Task list:
a) According to the article on Halloween retail sales, how much extra did Harj Dhasee's store take on the Friday of last year's Halloween?
b) Retype the article on Halloween retail sales starting with "Halloween is now" and going on through "giant AG Barr.".
c) Write what comes next in the article on Halloween retail sales, picking up after its last sentence.

Text block:
Halloween is now an unmissable opportunity and c-store retailers are embracing the season for maximum excitement and sales
Halloween is worth a spine-tingling £330m and is now the UK’s third most profitable seasonal event, with 79% of families planning to spend on ghoulish goodies to celebrate the occasion, according to drinks giant AG Barr.
“The British passion for Halloween has been growing over the years and now represents an unmissable sales opportunity,” says head of marketing Adrian Troy.
Bev Rushbrook, commercial manager at Cloetta UK, agrees. “As a nation we are becoming more emotionally engaged with this season and willing to spend money, get creative and embrace the season.”
Halloween is bigger than ever for the confectionery market, notes Hancocks Cash & Carry. “The classic trick or treat celebration will continue to grow and this is the ideal time for independent retailers to increase their margins on confectionery before the Christmas rush,” points out purchasing director Jonathan Summerley.
Ramesh Shingadia is hoping to make a killing at his Londis stores in Southwater and Horsham, West Sussex. “The stats suggest it is getting more and more popular every year,” he says. “A lot of the movies in recent years, such as Twilight, Harry Potter and Vampire Diaries are all US influenced and this has had an impact on Halloween in the UK. It’s a great festival which we get behind; it generates a lot of sales.”
Harj Dhasee of Nisa Village Stores in Mickleton, Gloucestershire, is a big fan of the fright night, too. “Last year was a good Halloween. We took an extra £2,000 on Friday and £1,000 on Saturday. It’s like Easter to us, it’s that important.”
Follow this merchandising advice to ensure a howlingly good Halloween
Dual siting – put Halloween items on the main fixture as well as on a seasonal bay
Theatre – capture the consumer’s imagination. Use products that will be sold in store as props. Think cauldrons full of sweets, carved out pumpkins and Halloween decorations
Range – appeal to both adults and children and show the cross-range of products that are applicable to Halloween, from children’s trick or treating confectionery to adult’s party drinks
Till point – place a small range of treats at the till point to take advantage of impulse purchases
Timing – start selling products in September. Consumers will purchase ahead of the event.
Source: Cloetta UK
In order to make the most of the festival, Harj believes it is crucial to create in-store theatre. “We dress the store up and the staff dress as witches and vampires – I was a wizard last year. We have spiders hanging from the ceiling, flashing pumpkins, skulls and cobwebs. It’s so easy to dress your store for Halloween, you can just go into a cash & carry, B&M or a discounter and stock up. It adds more spirit to the place and the staff are happier when they are involved in the fun. The kids love it, too.”
Wilf Hardman, who owns Newsmart in Bolton, also makes an effort to embrace Halloween and create an eerily entertaining atmosphere for his customers. “We have a witch that screams at you when you go near her – it’s very funny and the customers like it. And we have plastic pumpkins that have light-up eyes. Christmas isn’t the same as it used to be so you have to make the most of other events.”

Material provided:
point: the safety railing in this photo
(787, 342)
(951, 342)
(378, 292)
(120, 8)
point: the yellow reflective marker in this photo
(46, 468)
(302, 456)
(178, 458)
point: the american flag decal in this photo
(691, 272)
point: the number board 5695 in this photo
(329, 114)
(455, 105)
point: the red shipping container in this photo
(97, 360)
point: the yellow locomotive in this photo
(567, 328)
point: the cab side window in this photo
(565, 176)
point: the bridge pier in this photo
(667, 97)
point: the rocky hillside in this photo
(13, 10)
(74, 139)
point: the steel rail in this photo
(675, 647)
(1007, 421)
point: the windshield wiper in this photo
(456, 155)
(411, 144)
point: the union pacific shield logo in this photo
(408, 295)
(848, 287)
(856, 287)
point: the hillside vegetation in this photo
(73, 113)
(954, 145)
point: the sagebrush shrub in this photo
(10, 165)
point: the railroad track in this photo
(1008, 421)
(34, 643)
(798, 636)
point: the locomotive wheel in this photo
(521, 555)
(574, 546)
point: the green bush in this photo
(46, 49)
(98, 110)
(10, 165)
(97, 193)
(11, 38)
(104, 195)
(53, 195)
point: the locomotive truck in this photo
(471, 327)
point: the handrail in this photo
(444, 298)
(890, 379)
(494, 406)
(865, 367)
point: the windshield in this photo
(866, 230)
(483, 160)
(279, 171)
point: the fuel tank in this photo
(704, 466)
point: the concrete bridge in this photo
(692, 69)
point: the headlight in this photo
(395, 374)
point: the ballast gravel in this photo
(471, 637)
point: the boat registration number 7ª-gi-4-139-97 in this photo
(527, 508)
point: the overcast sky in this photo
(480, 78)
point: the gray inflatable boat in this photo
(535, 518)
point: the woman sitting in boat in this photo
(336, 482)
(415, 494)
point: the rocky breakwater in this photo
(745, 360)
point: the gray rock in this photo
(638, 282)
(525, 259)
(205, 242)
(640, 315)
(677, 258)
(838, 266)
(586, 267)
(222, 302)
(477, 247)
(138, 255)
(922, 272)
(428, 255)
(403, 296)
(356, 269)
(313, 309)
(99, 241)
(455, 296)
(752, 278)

Set of answers:
a) £2,000

b)
Halloween is now an unmissable opportunity and c-store retailers are embracing the season for maximum excitement and sales
Halloween is worth a spine-tingling £330m and is now the UK’s third most profitable seasonal event, with 79% of families planning to spend on ghoulish goodies to celebrate the occasion, according to drinks giant AG Barr.

c)
Londis Ascot in Berkshire has heavily embraced Halloween in recent years. “The whole store is themed and we have specific displays around the store,” explains owner Roli Ranger. “We hang up broomsticks, models of witches and furry spiders. Customers really enjoy it.”
Ramesh also goes to town in giving his customers a taste of terror. “For the past five years we’ve started doing more in terms of in-store theatre around Halloween and Bonfire Night,” he says. “We have pumpkins and costumes – witches’ hats and other novelty items that go with the event.”
He also has a Halloween display table. “Because we have a lot of space now, thanks to our recent extension, we have a dedicated display. It creates theatre, change and drama. There’s nothing more mundane for a customer than coming into the same store day in, day out. It’s good to have an area of constant change; it creates a bit of fun in-store, and it makes people aware that the festival is on.”
According to HIM’s Having a Happy Halloween 2014 report, 43% of shoppers think that c-stores should have seasonal displays. “There’s a big opportunity for c-stores to wow shoppers as expectations are lower versus multiple grocers,” says communications & insights director Kate Littler.
Mars Confectionery UK agrees that seasonal in-store displays are a must-have. “Consumers love ‘event’ displays, so creating a Halloween display is a great way to boost spending, add excitement and novelty around the confectionery category,” says Mars UK trade relations manager Bep Dhaliwal. “Grouping associated products together also makes it easier for consumers to buy everything they need for their own perfect Halloween at their local convenience store.”
Theatre in-store is key, adds AG Barr’s Troy. “Creating spooky displays using our dedicated POS material is a great way to maximise sales this Halloween.”
Not only are displays a way of capturing consumers’ imaginations, they also act as a signpost for the event and ensure customers are aware that they can buy Halloween items in their local store. Says Mark Roberts, trade marketing manager at Perfetti Van Melle: “With eye-catching displays, POS and theatre in store, retailers can ensure that their customers know they stock Halloween confectionery. Prominent positioning of key items can prompt shoppers popping in for a snack to return to purchase their Halloween treats.”
For this reason, it is critical that retailers start to display their Halloween goods well in advance of the night itself. Says Summerley: “Much of the purchasing activity occurs close to the event, but retailers must display their range in good time to ensure that all of their customers are aware of availability and consider them at the last minute. Halloween might only be one day, but its effect will last much longer as shoppers buy into themed ideas during the run up to the event.”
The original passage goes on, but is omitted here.